━━━ EXCERPTED DATA ━━━

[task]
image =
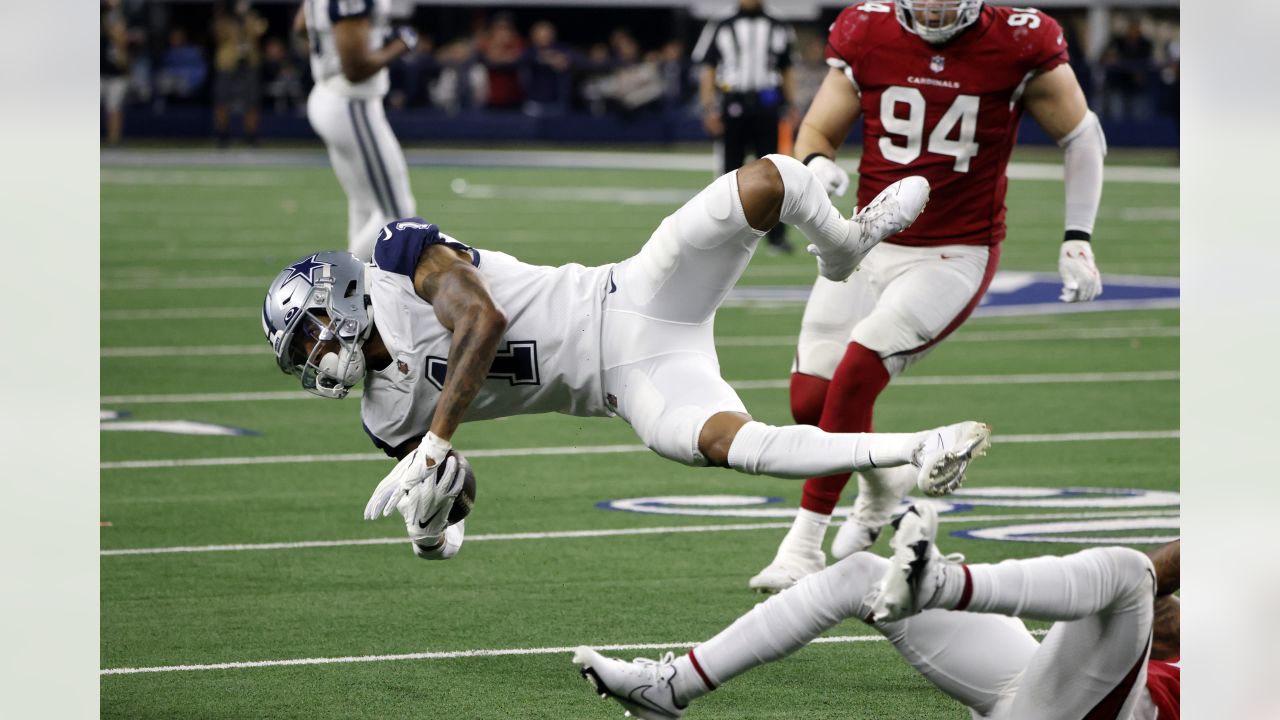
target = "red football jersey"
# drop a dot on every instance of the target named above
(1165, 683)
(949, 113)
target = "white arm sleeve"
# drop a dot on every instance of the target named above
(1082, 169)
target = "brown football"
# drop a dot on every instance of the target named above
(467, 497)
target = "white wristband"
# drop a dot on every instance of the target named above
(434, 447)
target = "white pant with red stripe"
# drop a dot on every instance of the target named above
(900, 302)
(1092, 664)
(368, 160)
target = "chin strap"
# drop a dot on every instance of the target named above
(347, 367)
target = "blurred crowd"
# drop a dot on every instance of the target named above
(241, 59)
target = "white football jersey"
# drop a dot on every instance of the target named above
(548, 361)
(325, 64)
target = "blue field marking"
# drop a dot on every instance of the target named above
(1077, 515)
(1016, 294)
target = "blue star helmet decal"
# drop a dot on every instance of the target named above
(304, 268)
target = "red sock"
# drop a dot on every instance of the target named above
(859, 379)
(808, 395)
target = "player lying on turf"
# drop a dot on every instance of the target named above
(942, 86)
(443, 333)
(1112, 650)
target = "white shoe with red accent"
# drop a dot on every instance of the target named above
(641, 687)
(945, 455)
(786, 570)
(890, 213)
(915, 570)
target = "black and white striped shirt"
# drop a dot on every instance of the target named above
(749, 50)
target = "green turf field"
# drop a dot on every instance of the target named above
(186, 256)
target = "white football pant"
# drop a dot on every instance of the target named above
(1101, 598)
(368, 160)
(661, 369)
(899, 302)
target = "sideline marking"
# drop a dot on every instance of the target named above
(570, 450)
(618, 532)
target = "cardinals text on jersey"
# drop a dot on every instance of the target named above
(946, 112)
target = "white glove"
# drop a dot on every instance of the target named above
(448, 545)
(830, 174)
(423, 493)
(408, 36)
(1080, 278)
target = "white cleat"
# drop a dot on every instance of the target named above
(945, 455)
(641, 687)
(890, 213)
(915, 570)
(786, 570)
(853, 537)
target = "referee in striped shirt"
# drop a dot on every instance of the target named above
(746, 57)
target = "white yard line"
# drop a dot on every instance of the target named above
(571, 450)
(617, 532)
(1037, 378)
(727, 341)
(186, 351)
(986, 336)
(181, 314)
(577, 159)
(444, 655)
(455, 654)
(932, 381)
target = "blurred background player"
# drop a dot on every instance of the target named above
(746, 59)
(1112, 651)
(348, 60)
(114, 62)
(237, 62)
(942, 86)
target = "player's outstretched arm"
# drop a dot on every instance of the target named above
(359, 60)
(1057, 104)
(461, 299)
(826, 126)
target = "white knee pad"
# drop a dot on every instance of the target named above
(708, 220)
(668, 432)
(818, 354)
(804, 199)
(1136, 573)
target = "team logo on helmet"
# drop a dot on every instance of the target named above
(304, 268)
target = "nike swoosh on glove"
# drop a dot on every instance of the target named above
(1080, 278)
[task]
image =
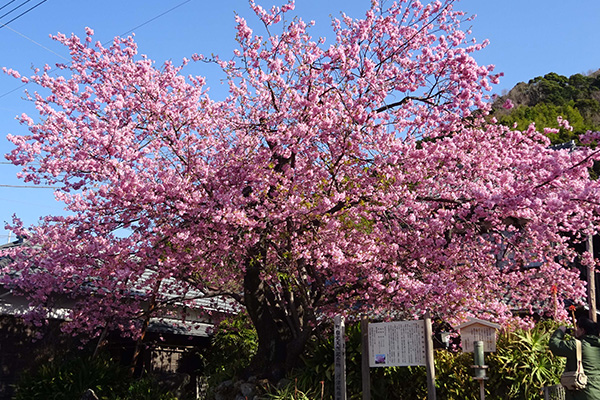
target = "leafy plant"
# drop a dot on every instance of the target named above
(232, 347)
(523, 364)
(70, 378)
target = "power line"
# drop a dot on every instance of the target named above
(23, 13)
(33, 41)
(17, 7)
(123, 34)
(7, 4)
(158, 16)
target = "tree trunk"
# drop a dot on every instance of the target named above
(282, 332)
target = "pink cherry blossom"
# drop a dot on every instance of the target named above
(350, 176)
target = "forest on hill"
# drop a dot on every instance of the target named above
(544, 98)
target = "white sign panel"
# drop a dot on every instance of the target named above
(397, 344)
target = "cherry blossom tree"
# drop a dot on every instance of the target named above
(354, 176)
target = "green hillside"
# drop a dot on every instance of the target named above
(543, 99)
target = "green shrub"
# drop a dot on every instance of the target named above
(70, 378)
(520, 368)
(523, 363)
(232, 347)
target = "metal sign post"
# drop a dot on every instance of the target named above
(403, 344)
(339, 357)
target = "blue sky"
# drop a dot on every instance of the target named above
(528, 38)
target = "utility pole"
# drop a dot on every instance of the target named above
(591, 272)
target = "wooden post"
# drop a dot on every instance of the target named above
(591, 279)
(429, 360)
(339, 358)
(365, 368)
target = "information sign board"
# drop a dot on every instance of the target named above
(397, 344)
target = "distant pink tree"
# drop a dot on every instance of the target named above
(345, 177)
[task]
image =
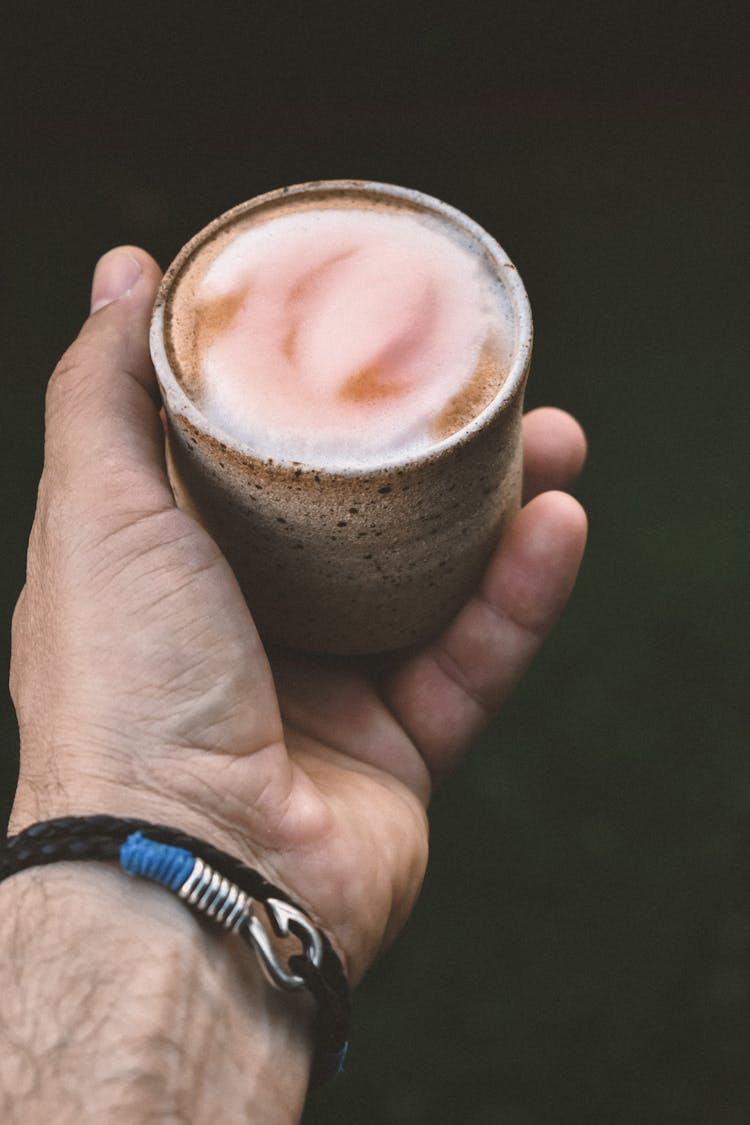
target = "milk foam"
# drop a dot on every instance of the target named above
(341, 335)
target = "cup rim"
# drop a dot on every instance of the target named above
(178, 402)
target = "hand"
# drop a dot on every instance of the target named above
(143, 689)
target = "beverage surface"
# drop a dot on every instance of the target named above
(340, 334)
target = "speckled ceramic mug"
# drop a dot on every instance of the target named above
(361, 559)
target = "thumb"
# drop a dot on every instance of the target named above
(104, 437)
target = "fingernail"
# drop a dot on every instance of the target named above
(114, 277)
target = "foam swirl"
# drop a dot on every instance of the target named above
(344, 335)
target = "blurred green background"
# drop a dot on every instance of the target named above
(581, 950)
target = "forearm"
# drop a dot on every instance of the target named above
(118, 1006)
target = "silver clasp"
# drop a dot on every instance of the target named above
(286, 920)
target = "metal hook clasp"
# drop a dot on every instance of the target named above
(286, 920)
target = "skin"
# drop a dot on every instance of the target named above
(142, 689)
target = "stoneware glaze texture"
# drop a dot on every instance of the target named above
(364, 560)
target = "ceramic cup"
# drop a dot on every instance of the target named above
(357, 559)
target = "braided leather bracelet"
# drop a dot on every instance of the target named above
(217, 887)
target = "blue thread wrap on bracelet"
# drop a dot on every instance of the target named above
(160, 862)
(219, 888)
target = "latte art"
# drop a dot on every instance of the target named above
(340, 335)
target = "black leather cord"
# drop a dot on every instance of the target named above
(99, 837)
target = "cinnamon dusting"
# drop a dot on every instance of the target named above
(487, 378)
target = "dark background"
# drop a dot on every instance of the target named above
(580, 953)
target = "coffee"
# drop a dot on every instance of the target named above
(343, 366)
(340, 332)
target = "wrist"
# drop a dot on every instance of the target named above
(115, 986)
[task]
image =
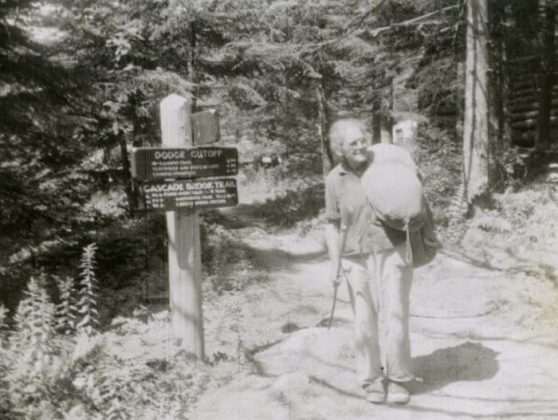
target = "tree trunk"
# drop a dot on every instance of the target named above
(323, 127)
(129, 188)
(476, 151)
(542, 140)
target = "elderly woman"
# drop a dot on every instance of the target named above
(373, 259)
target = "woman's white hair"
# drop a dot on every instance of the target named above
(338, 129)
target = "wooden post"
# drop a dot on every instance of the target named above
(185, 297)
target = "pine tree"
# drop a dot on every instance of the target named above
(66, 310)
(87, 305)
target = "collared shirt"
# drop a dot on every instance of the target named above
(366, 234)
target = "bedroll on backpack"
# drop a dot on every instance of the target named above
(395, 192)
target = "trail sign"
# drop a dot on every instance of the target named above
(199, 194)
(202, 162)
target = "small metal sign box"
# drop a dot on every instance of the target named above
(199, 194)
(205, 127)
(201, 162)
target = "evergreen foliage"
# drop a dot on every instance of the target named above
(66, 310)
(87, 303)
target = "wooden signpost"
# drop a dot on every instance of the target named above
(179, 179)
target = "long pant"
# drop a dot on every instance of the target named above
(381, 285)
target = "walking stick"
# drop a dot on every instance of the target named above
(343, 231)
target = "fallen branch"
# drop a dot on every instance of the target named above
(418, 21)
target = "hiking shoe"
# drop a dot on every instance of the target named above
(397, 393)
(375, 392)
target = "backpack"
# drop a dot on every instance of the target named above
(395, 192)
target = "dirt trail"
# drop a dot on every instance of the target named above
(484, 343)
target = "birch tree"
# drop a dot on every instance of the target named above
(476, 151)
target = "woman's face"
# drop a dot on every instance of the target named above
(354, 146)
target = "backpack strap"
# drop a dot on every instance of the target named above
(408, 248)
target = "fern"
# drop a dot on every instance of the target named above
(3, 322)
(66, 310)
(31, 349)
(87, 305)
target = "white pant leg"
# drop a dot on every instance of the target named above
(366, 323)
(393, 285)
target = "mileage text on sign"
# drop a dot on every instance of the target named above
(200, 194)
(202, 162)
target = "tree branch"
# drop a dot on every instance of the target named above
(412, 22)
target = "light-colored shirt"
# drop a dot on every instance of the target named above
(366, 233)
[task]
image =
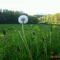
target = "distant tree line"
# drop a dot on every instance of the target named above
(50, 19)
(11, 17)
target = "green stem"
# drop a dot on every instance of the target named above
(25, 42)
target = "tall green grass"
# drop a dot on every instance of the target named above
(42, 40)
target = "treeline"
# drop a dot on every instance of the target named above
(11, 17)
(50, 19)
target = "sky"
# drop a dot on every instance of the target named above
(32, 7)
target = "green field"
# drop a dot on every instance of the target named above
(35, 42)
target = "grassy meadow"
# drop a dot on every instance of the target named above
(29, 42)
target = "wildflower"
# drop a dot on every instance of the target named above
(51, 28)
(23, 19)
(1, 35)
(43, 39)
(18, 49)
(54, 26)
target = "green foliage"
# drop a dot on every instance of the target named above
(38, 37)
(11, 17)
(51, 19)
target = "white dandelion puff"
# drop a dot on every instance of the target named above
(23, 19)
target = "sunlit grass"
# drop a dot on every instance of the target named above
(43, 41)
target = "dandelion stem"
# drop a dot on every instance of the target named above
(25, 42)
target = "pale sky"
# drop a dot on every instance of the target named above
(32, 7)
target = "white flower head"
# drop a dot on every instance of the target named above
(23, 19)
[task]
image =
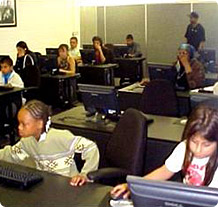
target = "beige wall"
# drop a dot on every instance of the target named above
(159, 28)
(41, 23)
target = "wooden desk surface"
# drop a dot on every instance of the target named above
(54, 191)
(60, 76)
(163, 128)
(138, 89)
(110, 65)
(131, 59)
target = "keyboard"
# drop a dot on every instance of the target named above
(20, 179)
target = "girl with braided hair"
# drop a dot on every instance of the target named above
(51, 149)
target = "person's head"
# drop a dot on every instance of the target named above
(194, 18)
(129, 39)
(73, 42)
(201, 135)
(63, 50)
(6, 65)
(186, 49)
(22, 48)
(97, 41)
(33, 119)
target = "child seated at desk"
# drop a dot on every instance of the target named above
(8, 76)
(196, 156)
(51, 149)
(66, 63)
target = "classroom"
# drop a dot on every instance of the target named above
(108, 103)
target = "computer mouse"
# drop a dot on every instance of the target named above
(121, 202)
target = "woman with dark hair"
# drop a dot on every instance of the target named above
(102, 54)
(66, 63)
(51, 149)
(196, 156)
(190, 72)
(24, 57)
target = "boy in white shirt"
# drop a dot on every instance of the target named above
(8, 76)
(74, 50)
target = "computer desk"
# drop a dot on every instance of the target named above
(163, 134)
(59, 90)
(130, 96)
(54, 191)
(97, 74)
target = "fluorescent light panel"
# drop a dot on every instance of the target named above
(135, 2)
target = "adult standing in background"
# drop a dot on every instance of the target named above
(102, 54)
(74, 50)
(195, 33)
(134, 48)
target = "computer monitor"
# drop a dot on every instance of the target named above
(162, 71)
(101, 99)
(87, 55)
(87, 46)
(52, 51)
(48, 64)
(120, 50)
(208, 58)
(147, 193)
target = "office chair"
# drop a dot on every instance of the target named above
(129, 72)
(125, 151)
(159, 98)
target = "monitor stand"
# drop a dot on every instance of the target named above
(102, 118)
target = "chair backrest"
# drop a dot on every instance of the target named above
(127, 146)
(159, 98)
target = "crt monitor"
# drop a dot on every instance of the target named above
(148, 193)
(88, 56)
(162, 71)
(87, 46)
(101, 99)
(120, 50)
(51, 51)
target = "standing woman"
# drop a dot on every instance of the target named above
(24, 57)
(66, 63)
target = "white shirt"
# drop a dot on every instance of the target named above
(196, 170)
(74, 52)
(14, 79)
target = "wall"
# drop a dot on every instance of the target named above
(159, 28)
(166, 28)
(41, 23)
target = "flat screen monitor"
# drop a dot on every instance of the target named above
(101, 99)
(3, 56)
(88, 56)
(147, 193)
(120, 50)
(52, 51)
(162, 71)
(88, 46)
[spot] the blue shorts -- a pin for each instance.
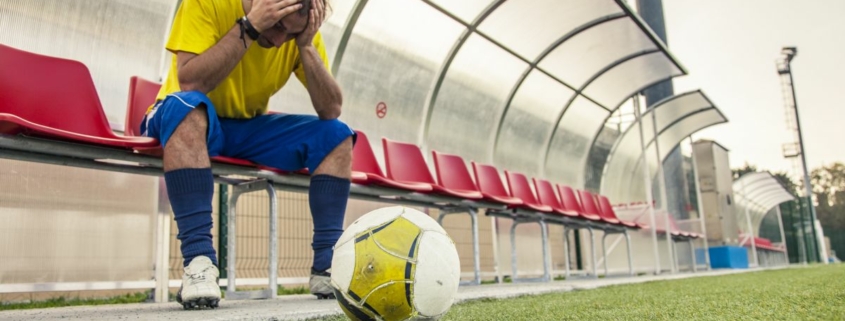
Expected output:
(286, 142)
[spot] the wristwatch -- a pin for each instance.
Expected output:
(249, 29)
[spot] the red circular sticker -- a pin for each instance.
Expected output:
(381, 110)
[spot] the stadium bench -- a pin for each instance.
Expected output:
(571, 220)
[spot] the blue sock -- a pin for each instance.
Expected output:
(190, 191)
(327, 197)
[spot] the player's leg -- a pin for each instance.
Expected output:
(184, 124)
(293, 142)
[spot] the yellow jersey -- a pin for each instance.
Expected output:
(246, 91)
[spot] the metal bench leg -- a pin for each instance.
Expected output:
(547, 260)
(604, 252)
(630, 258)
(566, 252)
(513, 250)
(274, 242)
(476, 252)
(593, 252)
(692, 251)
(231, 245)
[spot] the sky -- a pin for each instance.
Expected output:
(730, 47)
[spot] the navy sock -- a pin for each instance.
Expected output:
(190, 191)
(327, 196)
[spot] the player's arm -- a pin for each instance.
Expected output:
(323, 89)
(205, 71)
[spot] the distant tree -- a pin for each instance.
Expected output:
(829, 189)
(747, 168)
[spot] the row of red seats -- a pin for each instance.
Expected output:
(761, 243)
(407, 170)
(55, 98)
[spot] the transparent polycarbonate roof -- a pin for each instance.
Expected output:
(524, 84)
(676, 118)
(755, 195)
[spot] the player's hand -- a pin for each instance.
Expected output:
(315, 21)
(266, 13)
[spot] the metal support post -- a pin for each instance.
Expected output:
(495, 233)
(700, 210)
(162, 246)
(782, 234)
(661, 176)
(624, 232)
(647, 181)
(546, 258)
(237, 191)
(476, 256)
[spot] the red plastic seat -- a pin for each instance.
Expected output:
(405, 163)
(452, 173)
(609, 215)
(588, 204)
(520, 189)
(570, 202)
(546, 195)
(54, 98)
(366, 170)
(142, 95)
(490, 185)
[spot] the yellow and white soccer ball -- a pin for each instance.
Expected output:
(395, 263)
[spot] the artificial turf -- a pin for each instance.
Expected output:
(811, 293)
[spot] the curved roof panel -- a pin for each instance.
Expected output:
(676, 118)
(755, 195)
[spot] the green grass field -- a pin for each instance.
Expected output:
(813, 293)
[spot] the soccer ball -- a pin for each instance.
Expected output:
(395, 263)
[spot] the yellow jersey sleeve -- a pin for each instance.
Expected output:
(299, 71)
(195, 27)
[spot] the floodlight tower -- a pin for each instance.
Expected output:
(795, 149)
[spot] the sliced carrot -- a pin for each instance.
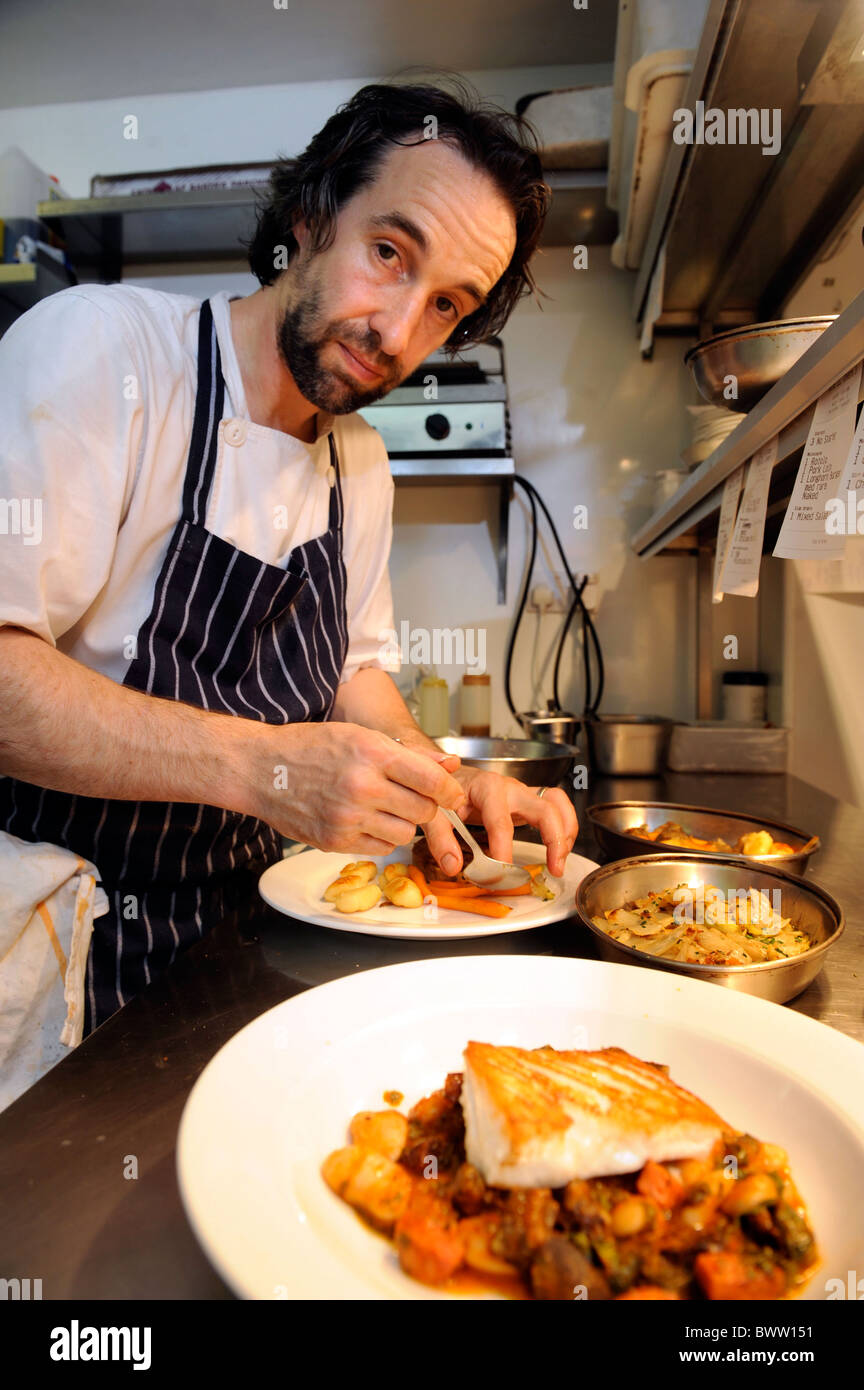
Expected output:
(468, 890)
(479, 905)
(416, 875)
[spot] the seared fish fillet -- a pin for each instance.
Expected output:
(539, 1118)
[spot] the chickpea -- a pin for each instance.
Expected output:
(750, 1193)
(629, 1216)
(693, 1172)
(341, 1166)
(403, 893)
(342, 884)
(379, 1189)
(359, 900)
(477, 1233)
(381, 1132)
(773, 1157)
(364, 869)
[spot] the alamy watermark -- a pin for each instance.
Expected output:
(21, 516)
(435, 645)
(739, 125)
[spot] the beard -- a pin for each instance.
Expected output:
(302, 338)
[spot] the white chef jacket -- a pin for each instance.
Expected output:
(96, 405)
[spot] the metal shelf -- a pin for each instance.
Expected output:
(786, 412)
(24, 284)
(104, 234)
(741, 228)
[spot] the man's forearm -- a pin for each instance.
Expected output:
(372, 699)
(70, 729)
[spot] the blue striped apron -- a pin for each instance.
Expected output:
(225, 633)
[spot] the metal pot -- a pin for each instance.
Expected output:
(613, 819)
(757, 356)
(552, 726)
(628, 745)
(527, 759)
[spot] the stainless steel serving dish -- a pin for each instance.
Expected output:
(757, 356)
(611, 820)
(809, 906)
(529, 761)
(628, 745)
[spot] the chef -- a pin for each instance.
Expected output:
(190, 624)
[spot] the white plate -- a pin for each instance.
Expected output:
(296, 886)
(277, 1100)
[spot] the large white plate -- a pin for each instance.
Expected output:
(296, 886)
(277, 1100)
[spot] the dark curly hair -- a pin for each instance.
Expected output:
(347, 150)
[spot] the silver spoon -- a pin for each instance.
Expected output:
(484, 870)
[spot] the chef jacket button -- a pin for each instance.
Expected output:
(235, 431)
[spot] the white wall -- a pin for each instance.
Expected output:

━━━

■ WRITTEN EXERCISE ■
Quote exactly the line containing "[spot] the metal pot" and every later line through the end of the listing, and no other lines.

■ OUTPUT FOR THIS TASK ■
[spot] the metal pot -- a pin for each instance.
Expected output:
(613, 819)
(757, 356)
(552, 726)
(628, 745)
(527, 759)
[spot] the stainless steel serving dish -- a pin for each instance.
Expected output:
(757, 356)
(611, 820)
(809, 906)
(529, 761)
(628, 745)
[spot] the chef -- a pin for each instance.
Expected output:
(190, 624)
[spot] the white plate -- a pin for each instance.
Expected output:
(296, 886)
(277, 1100)
[spot] the large white plate -- a pin for each instance.
Expected output:
(296, 886)
(277, 1100)
[spot] the dark curly hair -- a pin for each instance.
Expected output:
(347, 150)
[spot] the silver spoon -- a pin for each instance.
Expected output:
(484, 870)
[spot] the chef jacket button -- a pin for each instance.
Expected output:
(235, 431)
[spot] the white wall -- a pin for each instance.
Expected output:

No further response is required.